*Set exercise*.
Provide an exact transcription of all the records.

----------

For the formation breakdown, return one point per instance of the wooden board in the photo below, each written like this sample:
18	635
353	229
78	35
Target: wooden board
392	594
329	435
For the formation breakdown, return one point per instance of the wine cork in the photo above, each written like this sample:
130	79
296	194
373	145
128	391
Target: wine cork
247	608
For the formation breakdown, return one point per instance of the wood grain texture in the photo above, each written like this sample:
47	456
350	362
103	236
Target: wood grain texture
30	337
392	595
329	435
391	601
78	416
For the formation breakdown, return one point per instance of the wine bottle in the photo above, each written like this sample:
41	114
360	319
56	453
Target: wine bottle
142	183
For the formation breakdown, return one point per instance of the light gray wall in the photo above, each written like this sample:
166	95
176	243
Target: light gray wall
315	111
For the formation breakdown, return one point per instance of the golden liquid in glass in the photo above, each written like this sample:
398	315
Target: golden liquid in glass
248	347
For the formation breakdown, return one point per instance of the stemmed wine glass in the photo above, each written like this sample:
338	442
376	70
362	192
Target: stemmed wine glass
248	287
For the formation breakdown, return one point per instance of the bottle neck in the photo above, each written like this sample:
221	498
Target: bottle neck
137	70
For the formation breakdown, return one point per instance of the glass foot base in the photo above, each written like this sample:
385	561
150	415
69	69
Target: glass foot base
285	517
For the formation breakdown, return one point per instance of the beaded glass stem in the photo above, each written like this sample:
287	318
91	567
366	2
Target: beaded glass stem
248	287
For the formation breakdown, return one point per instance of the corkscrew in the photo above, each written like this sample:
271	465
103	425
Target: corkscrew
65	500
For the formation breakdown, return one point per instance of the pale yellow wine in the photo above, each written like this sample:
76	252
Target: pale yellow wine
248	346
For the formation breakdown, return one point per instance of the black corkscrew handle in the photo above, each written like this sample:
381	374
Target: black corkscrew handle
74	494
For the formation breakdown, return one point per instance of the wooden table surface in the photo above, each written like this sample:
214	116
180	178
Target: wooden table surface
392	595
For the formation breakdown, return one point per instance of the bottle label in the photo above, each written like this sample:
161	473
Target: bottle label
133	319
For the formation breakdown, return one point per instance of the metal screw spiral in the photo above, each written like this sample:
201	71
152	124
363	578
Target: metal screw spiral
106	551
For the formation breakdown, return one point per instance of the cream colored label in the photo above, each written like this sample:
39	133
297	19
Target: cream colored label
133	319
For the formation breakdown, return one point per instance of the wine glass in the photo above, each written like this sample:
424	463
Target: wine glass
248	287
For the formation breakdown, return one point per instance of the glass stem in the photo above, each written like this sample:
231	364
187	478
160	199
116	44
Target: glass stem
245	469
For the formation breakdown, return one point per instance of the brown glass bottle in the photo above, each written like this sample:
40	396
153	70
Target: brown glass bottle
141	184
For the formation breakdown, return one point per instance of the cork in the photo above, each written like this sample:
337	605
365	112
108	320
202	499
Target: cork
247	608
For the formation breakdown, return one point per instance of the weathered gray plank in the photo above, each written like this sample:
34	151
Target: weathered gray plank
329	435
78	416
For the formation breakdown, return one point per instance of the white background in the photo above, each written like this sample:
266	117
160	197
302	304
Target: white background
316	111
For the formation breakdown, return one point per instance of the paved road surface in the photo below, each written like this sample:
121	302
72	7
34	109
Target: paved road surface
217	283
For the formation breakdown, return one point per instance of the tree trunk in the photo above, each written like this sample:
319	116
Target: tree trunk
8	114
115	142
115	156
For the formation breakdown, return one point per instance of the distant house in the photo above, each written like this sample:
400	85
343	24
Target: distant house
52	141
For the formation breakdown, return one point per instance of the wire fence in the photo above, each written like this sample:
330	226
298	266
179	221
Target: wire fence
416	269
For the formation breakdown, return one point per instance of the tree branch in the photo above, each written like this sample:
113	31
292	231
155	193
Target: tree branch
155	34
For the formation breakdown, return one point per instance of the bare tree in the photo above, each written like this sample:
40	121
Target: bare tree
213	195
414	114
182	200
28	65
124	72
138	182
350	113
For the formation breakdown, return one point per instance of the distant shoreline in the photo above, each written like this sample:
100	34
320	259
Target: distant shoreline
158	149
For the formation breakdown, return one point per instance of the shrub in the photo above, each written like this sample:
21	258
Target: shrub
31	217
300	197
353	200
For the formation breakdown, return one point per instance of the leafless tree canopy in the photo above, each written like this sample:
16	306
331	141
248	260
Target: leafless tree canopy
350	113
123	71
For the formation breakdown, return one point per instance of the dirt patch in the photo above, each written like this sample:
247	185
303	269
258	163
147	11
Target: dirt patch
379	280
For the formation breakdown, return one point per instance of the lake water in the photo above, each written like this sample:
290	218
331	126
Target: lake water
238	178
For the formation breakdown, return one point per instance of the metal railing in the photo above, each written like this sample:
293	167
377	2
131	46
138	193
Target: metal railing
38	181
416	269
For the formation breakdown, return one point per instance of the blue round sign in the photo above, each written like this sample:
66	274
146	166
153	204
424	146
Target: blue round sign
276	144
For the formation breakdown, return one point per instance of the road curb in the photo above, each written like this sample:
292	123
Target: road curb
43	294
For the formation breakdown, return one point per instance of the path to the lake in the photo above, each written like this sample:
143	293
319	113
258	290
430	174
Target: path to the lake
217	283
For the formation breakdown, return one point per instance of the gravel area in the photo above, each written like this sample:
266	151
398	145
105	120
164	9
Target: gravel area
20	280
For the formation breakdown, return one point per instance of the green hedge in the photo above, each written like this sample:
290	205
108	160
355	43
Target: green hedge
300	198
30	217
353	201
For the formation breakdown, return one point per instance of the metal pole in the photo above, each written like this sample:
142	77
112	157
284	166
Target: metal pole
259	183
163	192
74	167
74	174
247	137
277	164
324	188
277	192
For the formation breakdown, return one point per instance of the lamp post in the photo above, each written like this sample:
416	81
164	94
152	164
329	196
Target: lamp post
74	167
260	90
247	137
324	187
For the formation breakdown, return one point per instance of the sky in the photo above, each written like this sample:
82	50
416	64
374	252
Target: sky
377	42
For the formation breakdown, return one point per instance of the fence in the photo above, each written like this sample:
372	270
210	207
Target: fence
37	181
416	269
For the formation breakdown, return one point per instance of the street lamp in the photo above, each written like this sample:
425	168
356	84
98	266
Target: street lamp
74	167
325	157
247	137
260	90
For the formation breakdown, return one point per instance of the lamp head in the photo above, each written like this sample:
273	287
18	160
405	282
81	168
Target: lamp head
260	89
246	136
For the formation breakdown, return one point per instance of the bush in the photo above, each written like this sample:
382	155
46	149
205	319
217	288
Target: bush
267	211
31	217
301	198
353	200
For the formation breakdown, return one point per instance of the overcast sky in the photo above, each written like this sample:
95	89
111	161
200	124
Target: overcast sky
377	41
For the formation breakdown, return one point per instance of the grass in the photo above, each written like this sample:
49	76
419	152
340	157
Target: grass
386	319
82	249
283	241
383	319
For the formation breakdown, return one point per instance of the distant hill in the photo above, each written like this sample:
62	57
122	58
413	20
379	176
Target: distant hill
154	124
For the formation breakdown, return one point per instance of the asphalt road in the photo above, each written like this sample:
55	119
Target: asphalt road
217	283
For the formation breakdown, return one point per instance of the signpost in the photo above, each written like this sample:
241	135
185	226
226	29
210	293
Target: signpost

----------

*Problem solution*.
For the formation breakdown, return one point per instance of the wooden board in the photo below, each written like this sample:
18	635
353	229
78	35
Target: wooden board
392	594
329	435
For the formation breakdown, return one point per instance of the wine cork in the photo above, each written like this sample:
130	79
296	194
373	145
128	391
Target: wine cork
247	608
For the formation breakdown, return one point per instance of the wood grain texture in the photo above, each written like this sample:
47	456
350	362
103	236
Target: wood grain texture
30	337
392	595
329	435
391	601
78	416
For the formation breakdown, return one point per instance of the wine bottle in the photo above, each written like this sample:
41	114
360	319
56	453
Target: wine bottle
142	183
For the formation breakdown, return one point per instance of the light gray wall in the photo above, each written like this sample:
166	95
176	243
Target: light gray wall
315	111
For the formation breakdown, return one point per instance of the golden liquid in glass in the photo above, each written like this sample:
398	315
Target: golden liquid in glass
248	347
For the formation breakdown, return one point per instance of the stemmed wine glass in the photo above, each written like this sample:
338	442
376	70
362	192
Target: stemmed wine glass
248	287
For the formation breakdown, return one point per instance of the bottle neck in the photo above, each written like this sample:
221	498
Target: bottle neck
137	70
For the formation breakdown, return one point per instance of the glass foot base in the photo above, each written like this sample:
385	561
150	415
69	69
Target: glass foot base
285	517
For the formation breakdown, return one point per instance of the beaded glass stem in the photo above, each written like this sample:
287	318
91	567
366	2
Target: beaded glass stem
248	287
For the formation breakdown, return one point per instance of the corkscrew in the photo above, each written like this sample:
271	465
103	425
Target: corkscrew
65	500
For the formation breakdown, return one point per instance of the pale yellow wine in the photo above, each written like this sample:
76	252
Target: pale yellow wine
248	346
For the formation breakdown, return one point per instance of the black corkscrew handle in the photo above, each written like this sample:
381	374
Target: black corkscrew handle
74	494
For the formation breakdown, return one point per instance of the wooden table surface in the photo above, each written like this sample:
214	116
180	178
Target: wooden table surface
392	595
For the formation breakdown, return one point per instance of the bottle label in the photo above, each written like this sample:
161	473
Target: bottle label
133	319
For the formation breakdown, return one point per instance of the metal screw spiral in the photo above, each written like this sample:
201	71
152	124
363	578
Target: metal screw spiral
106	551
For the formation breakdown, return one point per instance of the cream colored label in the photo above, each written like this sample:
39	133
297	19
Target: cream colored label
133	319
For the formation breakdown, return one point per instance of the wine glass in the photo above, each written like this sample:
424	463
Target: wine glass
248	287
For the formation breakdown, return one point per instance of the glass stem in the photo above, each written like this sample:
231	364
187	478
160	199
116	44
Target: glass stem
245	469
For the formation breakdown, return one point per instance of the brown glass bottle in the photo above, each written like this sample:
40	396
153	70
Target: brown glass bottle
141	184
For the formation breakdown, return one point per instance of the cork in the photo above, each written like this sample:
337	605
365	112
108	320
202	499
Target: cork
247	608
For the formation breakdown, return one point per instance of the weathered gray plank in the photo above, each written like this sample:
34	151
Target: weathered gray plank
329	435
78	416
For the formation breakdown, return one point per instance of the white background in the photo above, each written like this sample:
266	117
160	197
302	304
Target: white background
316	111
For the formation breakdown, return one point per instance of the paved road surface in the photo below, each written like this sample:
121	302
72	7
34	109
Target: paved road surface
217	283
For the formation breakdown, return one point per instance of the tree trunk in the photo above, each written like this sample:
319	116
Target: tree trunk
8	114
115	142
115	156
For the formation breakdown, return one point per instance of the distant house in the photo above, each written like this sample:
400	85
343	24
Target: distant house
52	141
For the formation breakdown, return one point per instance of the wire fence in the photo above, each written like this sample:
330	226
298	266
179	221
Target: wire fence
416	269
For the formation breakdown, return one point per instance of the tree branch in the photo above, each written like this sample:
113	31
292	231
155	193
Target: tree branch
155	34
For the formation breakdown, return one point per instance of the bare tree in the photo above, each written like this sample:
40	121
Target: bare tree
213	195
414	114
182	200
28	65
124	72
138	182
350	113
For the formation breakdown, return one point per instance of the distant shoreline in the photo above, each written like this sample:
100	34
320	259
Target: distant shoreline
158	149
For the formation breakdown, return one point per instance of the shrub in the photo above, each written like this sample:
21	258
Target: shrub
31	217
300	197
353	200
For the formation breakdown, return one point per instance of the leafless tree canopy in the photo above, each written like this sample:
16	306
331	141
248	260
Target: leafless tree canopy
350	113
123	71
For the formation breakdown, return one point per instance of the dirt patch in the photo above, each written like this sample:
247	185
303	269
258	163
147	11
Target: dirt patch
379	280
For the formation breakdown, return one point per instance of the lake water in the photo above, each written like this sample:
290	218
331	126
Target: lake water
238	178
For the formation breakdown, return one point per instance of the metal railing in the photo above, each written like this sample:
293	167
377	2
131	46
138	193
Target: metal railing
38	181
416	269
For the formation breakdown, return one point per instance of the blue round sign in the photo above, each written like this sample:
66	274
146	166
153	204
424	146
Target: blue round sign
276	144
For the formation breakdown, return one point per instance of the road curb in the photo above, each written like this sample:
292	123
Target: road curb
43	294
For the formation breakdown, return one point per instance of the path to the lake in the photo above, each written like this sample:
143	293
319	113
258	290
430	174
Target: path to the lake
217	283
For the formation breakdown, return one point per instance of the gravel area in the photo above, each written like this sample:
266	151
398	145
105	120
164	9
Target: gravel area
20	280
For the formation breakdown, return one point per instance of the green hedge in the photo above, each written like this sample:
290	205
108	160
355	43
Target: green hedge
300	198
30	217
353	201
For the formation breakdown, return one point per instance of the metal pole in the photo above, each written like this sample:
142	77
112	157
284	166
Target: metal pole
259	183
163	192
74	167
74	174
247	137
277	164
324	188
277	192
For the formation breakdown, return one point per instance of the lamp post in the photo above, each written like this sample:
416	81
164	94
152	164
329	196
Target: lamp post
74	167
260	90
247	137
324	187
For the formation breakdown, return one point per instance of the sky in the photo above, each written like this sample:
82	50
416	64
374	252
Target: sky
377	42
For the formation breakdown, return one point per instance of the fence in the photo above, each written like this sample:
372	270
210	207
Target: fence
37	181
416	269
For the formation breakdown, return one point per instance of the street lamp in the photo above, each written like this sample:
425	168
356	84
98	266
Target: street lamp
74	167
325	157
247	137
260	90
For the formation breakdown, return one point per instance of the lamp head in the photo above, each written like this sample:
273	287
18	160
405	282
81	168
Target: lamp head
260	89
246	136
For the formation breakdown, return one point per instance of the bush in the photo above, each written like this sample:
382	155
46	149
205	319
217	288
Target: bush
267	211
31	217
301	198
353	200
For the formation breakdown, return one point per instance of the overcast sky in the photo above, each written like this sample:
95	89
111	161
200	124
Target: overcast sky
377	41
For the formation breakdown, return one point per instance of the grass in the photo above, each written like this sample:
49	76
419	152
340	157
Target: grass
386	319
82	249
283	241
383	319
For the formation breakdown, return one point per instance of the distant hill in the photo above, each written like this sample:
62	57
122	58
413	20
379	176
Target: distant hill
154	124
For the formation breakdown, return one point per instance of the asphalt road in the photo above, each written like this sample:
55	119
Target: asphalt road
217	283
For the formation breakdown, return one point per instance of the signpost in the photo above, each written like this sample:
241	135
185	226
226	29
210	293
Target: signpost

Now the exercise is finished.